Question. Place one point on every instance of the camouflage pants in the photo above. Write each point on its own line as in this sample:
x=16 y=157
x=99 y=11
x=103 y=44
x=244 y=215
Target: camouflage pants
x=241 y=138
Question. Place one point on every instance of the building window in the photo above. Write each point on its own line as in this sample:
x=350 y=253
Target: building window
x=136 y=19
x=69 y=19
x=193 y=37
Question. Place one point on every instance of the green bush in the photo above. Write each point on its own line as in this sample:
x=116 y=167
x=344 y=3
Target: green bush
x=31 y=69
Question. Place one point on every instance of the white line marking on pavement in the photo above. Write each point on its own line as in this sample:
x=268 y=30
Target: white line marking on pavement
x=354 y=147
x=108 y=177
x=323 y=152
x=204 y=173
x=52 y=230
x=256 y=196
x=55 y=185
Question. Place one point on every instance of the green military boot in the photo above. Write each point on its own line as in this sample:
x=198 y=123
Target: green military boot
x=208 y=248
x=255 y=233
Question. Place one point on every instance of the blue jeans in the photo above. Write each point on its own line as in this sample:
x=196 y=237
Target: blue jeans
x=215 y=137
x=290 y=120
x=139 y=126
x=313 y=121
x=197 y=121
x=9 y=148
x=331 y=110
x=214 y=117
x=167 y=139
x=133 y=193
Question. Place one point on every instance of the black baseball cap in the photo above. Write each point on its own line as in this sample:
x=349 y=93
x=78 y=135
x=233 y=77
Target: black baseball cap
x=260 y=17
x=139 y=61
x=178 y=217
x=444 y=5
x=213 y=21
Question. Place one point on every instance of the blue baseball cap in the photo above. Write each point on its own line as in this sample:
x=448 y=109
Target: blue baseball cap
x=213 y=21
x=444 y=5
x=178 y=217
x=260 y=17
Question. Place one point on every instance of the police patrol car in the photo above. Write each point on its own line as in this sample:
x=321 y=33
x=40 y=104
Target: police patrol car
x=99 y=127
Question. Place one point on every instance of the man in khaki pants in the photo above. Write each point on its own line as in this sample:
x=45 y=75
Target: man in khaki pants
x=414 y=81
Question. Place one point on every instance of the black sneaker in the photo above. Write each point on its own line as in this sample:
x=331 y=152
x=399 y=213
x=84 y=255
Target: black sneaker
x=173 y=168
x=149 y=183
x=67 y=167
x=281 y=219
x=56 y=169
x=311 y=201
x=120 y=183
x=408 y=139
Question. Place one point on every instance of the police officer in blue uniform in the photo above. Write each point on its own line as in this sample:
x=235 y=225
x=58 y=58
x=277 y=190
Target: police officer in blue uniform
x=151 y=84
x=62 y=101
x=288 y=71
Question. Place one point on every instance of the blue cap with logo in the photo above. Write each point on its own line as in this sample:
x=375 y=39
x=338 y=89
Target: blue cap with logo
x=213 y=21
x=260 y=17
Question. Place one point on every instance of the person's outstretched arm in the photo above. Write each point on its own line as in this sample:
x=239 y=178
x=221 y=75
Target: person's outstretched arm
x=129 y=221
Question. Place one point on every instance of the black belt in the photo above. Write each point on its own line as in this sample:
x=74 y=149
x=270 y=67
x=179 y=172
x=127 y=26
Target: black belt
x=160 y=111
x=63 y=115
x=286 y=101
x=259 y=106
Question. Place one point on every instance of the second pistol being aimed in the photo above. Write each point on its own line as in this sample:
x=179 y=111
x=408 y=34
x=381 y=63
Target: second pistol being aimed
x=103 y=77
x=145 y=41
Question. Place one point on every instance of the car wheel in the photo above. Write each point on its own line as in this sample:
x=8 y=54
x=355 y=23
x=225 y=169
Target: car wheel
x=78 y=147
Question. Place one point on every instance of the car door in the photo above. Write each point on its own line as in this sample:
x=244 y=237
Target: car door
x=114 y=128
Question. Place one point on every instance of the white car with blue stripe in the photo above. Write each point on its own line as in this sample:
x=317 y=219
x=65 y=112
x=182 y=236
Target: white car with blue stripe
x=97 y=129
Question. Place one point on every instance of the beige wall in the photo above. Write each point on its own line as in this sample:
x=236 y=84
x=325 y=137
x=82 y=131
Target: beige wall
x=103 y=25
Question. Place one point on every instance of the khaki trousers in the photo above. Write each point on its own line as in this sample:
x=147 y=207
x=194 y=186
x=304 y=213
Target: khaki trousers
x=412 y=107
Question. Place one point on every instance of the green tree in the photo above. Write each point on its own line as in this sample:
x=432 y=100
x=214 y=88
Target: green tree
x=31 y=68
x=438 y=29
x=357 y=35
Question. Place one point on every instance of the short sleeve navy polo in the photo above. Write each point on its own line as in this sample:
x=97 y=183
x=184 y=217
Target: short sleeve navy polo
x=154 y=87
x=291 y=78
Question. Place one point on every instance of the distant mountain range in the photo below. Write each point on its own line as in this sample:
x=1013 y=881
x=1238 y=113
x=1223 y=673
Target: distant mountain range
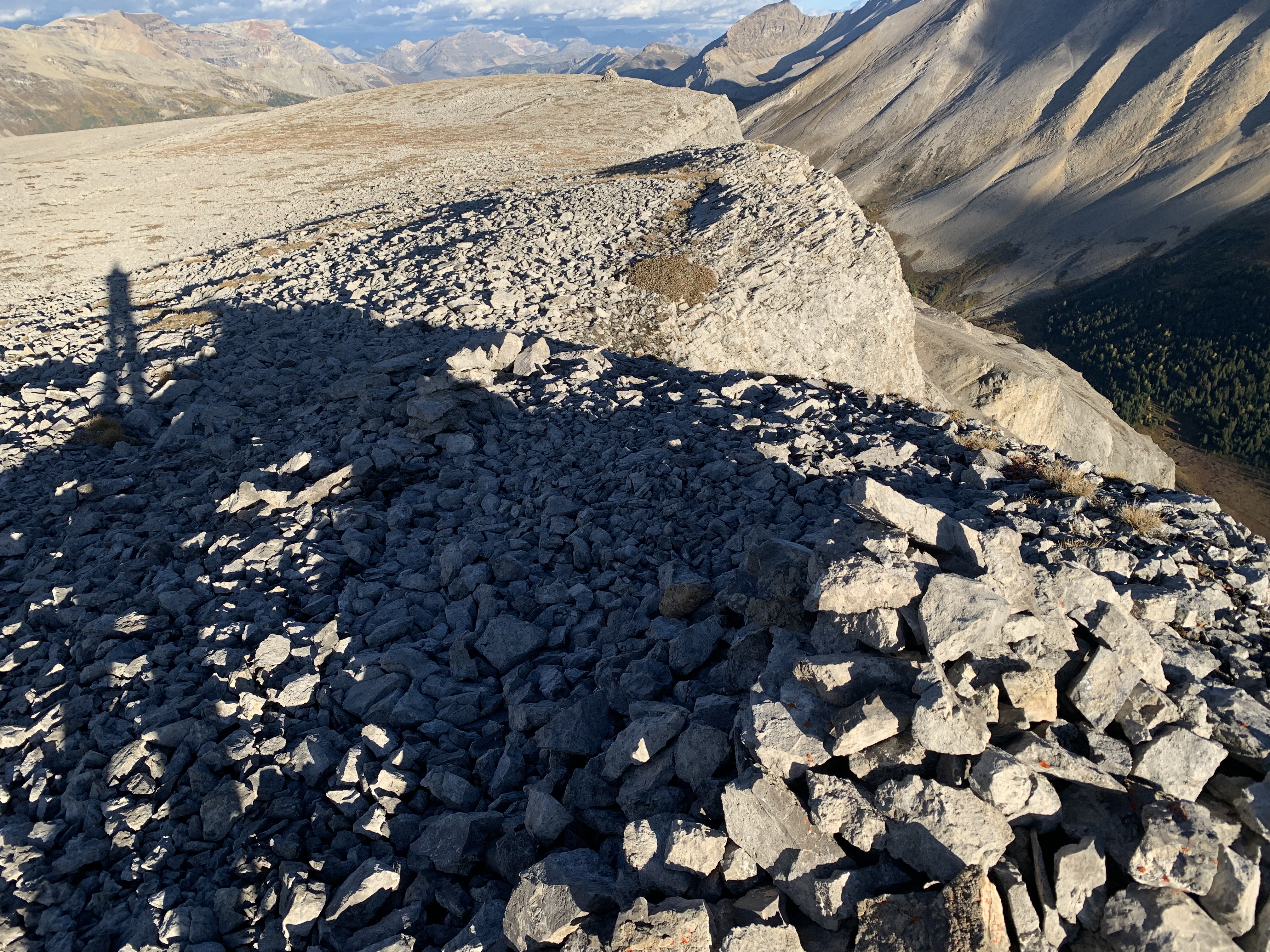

Exercise prompt: Please reproduce the entries from above exactly; images are not part of the copy.

Output for this exercise:
Question. Place one point on every instance of the camouflage pants in the photo above. Write each point on its own line as in this sample:
x=16 y=157
x=99 y=11
x=103 y=44
x=244 y=215
Target: camouflage pants
x=241 y=138
Question. Place one point on every instance of the building window in the photo above. Write each point on its own line as in this sample:
x=350 y=253
Target: building window
x=136 y=19
x=69 y=19
x=193 y=37
Question. Place one point on every instance of the green bush in the photo above. Write each point on its own line as in this sample:
x=116 y=167
x=344 y=3
Target: green bush
x=31 y=69
Question. Place one point on every instance of the white line marking on pavement in the photo above. Write each point on its own line as in this sample:
x=268 y=30
Target: white line marking on pavement
x=354 y=147
x=108 y=177
x=323 y=152
x=204 y=173
x=52 y=230
x=256 y=196
x=55 y=185
Question. Place one point on every instance of the green military boot in the photo above. Write each point on its own line as in this sample:
x=198 y=123
Target: green military boot
x=208 y=248
x=255 y=233
Question. Place one point on every instance of the blue jeans in the photo above. Write each point on its own line as in this sample:
x=196 y=237
Target: blue jeans
x=215 y=137
x=290 y=120
x=139 y=126
x=313 y=121
x=197 y=121
x=9 y=148
x=331 y=110
x=214 y=117
x=167 y=139
x=133 y=193
Question. Place one point on every instance of the black baseball cap in the photo above. Write each point on its own line as in this sample:
x=349 y=93
x=78 y=135
x=233 y=77
Target: black baseball cap
x=260 y=17
x=139 y=61
x=178 y=217
x=444 y=5
x=213 y=21
Question. Place one point on every instance of the blue baseball cap in the photo above. Write each point on its own line as in this sample:
x=448 y=109
Target: blue baseball cap
x=213 y=21
x=444 y=5
x=178 y=217
x=260 y=17
Question. Place one point on every instance of the police patrol car in the photo above. Write each point on its own line as in this sample:
x=321 y=33
x=40 y=104
Target: police patrol car
x=99 y=127
Question. Place one point on every instance of the man in khaki pants in the photo above. Write each point on its own line as in this sample:
x=45 y=75
Target: man in khaki pants
x=414 y=81
Question. Place one point on every instance of the black sneaker in the photo above. Write each point on its own line as in this sample:
x=331 y=152
x=399 y=213
x=84 y=255
Target: black sneaker
x=173 y=168
x=149 y=183
x=67 y=167
x=281 y=219
x=56 y=169
x=311 y=201
x=120 y=183
x=408 y=139
Question. Place one point on every instance of the police officer in blue uniform in the photo above. Write each point on its own line as in this sample:
x=235 y=225
x=58 y=58
x=277 y=190
Target: police officer in blue uniform
x=151 y=84
x=62 y=101
x=288 y=71
Question. Place one point on every instance of the blue cap with logo in the photo above. Write each point on its own line as in this sample:
x=375 y=39
x=338 y=89
Target: blue cap with logo
x=213 y=21
x=260 y=17
Question. Place one point on every instance of the person's outstretched arm in the photo above. Write each point on its own line as in this sample:
x=239 y=178
x=221 y=75
Target: person's outstretched arm
x=129 y=221
Question. Place one point on every instance of the black belt in the photo above. Write each point on its own line as in this sample:
x=74 y=149
x=270 y=67
x=179 y=172
x=127 y=26
Target: black belt
x=160 y=111
x=63 y=115
x=286 y=101
x=259 y=106
Question. Place one point on every instance of the second pistol being aimed in the photo above. Write each point on its own line as in this sample:
x=179 y=111
x=408 y=34
x=381 y=63
Target: second pistol being aimed
x=103 y=77
x=145 y=41
Question. Place one point on every instance of the car wheel in the photo above. Write each point on its own line as in this sample:
x=8 y=54
x=355 y=23
x=225 y=169
Target: car wheel
x=78 y=147
Question. Place one point on every instance of the car door in the photo above. Write each point on its own line as in this sample:
x=244 y=237
Target: car door
x=114 y=128
Question. Place one point on every instance of the white car with blue stripe in the photo above. Write each point on its own line as in this sample:
x=317 y=219
x=65 y=112
x=182 y=236
Target: white car with blue stripe
x=97 y=129
Question. Place one point on every instance of the beige wall in the photo above. Write each point on its own line as in this sample:
x=236 y=84
x=325 y=137
x=82 y=131
Target: beige wall
x=103 y=25
Question. Place one point on every instance of the khaki trousers in the photo above. Write each point on its own line as in this sample:
x=147 y=207
x=194 y=186
x=304 y=213
Target: khaki trousers
x=412 y=107
Question. Place one point on every instance of the green tree in the photo above. Write each point on its own line as in this sample:
x=432 y=100
x=214 y=88
Target: green tree
x=31 y=68
x=438 y=29
x=357 y=35
Question. Place one point on every instance of the short sleeve navy polo in the photo above. Write each point on its own line as in this sample:
x=97 y=183
x=184 y=217
Target: short sleeve navy polo
x=154 y=87
x=291 y=78
Question. Place one point on every instance of the distant mountain range in the photo below. Write each point on its own line as in this sample:
x=1013 y=881
x=1238 y=113
x=1223 y=673
Target: distant mountain range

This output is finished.